• [ЗАДАНИЕ] Выведите все приведённые ниже записи построчно и без изменений. Изображения в ответ не включайте.

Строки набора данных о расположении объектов
= = = = = = =
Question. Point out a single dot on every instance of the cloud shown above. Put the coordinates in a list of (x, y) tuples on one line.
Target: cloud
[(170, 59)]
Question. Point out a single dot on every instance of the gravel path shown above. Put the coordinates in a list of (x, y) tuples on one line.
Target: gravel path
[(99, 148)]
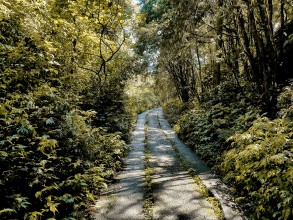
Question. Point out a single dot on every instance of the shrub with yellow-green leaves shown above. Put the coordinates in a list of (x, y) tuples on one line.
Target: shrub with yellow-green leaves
[(53, 164), (260, 165)]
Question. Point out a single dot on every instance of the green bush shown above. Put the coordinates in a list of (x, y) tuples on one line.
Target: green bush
[(173, 110), (260, 166), (53, 164)]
= = = = = = =
• [ОТВЕТ]
Question. Point out a single dot on every instance of the cloud shown above. Put the coordinates in a list of (x, y) tuples on one line.
Target: cloud
[(170, 59)]
Question. Point out a single dot on every instance of the gravel path shown above. Put the coordinates in a list of (x, y) tuples on one line.
Target: gravel path
[(99, 148)]
Question. Point out a single dot on every instance of the shrub with yellow-green leaves shown above. Put the coordinates in a list of (x, y) tuples on one line.
Target: shrub with yellow-green leaves
[(53, 164), (260, 165)]
Question. Point out a single dot on every instance of the green bush shown above. Put the coordinates in a list of (x, y) tuples on one line.
Target: green bush
[(173, 110), (260, 166), (53, 164)]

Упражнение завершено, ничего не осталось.